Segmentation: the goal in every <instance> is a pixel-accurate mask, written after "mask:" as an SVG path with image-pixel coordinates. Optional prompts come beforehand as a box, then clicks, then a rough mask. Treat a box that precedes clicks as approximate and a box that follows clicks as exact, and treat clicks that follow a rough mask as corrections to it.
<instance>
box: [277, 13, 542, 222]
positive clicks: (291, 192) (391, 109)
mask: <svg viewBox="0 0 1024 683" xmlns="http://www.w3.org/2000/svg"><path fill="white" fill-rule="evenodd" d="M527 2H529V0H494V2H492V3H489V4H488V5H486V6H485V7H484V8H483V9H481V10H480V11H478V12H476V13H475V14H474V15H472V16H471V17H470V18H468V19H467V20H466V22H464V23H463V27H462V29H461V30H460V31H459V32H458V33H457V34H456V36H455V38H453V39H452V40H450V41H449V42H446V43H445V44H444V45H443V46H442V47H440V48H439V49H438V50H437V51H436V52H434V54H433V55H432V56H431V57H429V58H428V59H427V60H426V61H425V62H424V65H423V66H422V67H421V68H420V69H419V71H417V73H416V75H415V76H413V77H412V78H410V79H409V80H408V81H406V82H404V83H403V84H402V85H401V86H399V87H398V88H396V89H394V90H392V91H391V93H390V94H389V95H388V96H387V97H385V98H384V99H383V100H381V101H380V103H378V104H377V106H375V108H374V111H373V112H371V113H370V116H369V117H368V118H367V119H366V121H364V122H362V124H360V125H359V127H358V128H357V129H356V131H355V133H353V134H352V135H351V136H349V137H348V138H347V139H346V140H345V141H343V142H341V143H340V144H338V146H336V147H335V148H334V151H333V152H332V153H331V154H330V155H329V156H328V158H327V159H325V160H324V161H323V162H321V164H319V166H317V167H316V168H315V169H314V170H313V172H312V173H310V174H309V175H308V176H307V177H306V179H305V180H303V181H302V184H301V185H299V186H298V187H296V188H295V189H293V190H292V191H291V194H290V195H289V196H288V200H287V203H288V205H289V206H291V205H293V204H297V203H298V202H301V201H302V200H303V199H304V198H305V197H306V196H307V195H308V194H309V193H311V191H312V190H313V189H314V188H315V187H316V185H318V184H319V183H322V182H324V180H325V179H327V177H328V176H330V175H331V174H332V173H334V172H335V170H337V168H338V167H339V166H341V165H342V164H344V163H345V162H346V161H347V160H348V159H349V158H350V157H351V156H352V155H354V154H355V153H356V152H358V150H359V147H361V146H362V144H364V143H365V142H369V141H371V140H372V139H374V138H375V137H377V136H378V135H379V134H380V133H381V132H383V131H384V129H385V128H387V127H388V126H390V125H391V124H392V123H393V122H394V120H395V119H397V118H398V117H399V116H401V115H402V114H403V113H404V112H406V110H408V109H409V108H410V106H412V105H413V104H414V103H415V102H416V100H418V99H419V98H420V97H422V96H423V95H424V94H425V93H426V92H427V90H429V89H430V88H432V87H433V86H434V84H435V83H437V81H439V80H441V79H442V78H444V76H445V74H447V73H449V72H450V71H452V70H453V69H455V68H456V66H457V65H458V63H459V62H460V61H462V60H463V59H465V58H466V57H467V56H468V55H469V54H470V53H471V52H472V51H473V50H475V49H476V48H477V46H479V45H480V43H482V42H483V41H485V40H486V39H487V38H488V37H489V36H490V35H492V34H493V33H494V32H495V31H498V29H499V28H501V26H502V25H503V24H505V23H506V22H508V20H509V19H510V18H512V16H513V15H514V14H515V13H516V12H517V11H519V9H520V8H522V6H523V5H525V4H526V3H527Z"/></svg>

--------------------------------------------------

ASSIGNMENT →
Count the lines above that contain the string "clicks", and state only that number.

RESULT OF THIS EXERCISE →
2